*TEXT EXCERPT*:
════════════════════

DALLAS — National Institutes of Health funding to conduct cardiac arrest research has dwindled in the last decade and is a fraction of what the government spends to study other leading causes of death, according to new research in Journal of the American Heart Association, the Open Access Journal of the American Heart Association/American Stroke Association.
Study authors cite Institute of Medicine statistics that suggest cardiac arrest is the third leading cause of death in the United States, claiming more than 450,000 lives each year.
“If you look at the public health burden of cardiac arrest, it’s a major public health issue,” said senior study author Robert Neumar, M.D., Ph.D., professor and chair of the University of Michigan Health System’s Department of Emergency Medicine. “Right now, if someone has a sudden cardiac arrest outside the hospital, they have a less than one in 10 chance of surviving. If they have a sudden cardiac arrest inside the hospital, they have a one in four chance of surviving.”
Cardiac arrest is treatable when people, including bystanders, know what to do and act quickly, according to lead study author Ryan A. Coute, a medical student at Kansas City University of Medicine and Biosciences, who conducted the research while completing a fellowship at University of Michigan. “Funding of cardiac arrest research is a critical step towards improving survival of cardiac arrest,” Coute said.
Researchers studied NIH trends in cardiac arrest research funding from 2007 to 2016 and compared the investment in cardiac arrest research to that of other leading causes of death in the United States.

════════════════════

*EXTRACTED MATERIAL*:
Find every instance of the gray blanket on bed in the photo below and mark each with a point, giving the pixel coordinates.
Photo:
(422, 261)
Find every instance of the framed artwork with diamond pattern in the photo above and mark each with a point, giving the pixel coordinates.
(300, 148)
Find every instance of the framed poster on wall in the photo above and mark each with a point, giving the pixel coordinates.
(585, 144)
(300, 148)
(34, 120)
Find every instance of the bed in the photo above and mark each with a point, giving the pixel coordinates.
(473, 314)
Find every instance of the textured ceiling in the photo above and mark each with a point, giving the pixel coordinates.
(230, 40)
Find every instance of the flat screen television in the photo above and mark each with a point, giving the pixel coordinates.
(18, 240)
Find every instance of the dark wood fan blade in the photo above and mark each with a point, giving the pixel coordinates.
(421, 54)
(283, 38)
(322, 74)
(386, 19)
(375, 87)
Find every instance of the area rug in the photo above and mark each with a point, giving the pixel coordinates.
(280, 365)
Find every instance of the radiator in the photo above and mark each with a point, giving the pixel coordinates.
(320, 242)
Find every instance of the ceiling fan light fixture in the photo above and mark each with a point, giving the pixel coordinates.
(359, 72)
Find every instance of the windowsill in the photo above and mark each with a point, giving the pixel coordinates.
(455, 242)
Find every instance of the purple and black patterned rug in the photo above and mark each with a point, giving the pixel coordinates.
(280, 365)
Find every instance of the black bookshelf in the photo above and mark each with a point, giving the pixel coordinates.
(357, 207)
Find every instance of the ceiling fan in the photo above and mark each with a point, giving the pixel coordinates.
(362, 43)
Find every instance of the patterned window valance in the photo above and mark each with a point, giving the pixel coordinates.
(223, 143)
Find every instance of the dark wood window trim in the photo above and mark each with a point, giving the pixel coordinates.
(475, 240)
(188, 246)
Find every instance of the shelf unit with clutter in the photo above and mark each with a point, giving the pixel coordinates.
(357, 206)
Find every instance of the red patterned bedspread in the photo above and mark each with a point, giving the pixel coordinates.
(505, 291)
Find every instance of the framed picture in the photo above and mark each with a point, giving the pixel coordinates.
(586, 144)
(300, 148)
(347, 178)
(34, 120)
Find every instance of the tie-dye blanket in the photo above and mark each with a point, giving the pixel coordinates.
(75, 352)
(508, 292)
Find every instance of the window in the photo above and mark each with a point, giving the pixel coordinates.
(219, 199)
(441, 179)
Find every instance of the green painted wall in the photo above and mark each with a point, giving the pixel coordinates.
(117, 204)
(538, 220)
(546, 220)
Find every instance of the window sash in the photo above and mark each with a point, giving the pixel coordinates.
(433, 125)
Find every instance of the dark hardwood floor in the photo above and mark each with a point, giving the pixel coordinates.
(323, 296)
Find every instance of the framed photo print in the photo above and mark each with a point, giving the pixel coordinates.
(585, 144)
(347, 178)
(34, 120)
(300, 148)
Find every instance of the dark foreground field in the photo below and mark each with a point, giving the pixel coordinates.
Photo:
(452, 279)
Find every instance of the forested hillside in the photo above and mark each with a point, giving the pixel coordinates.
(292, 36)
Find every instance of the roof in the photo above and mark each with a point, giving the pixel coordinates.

════════════════════

*TASK GOAL*:
In the cardiac arrest research article, what chance of survival does a person have after a sudden cardiac arrest inside the hospital?

*ANSWER BOX*:
A one in four chance.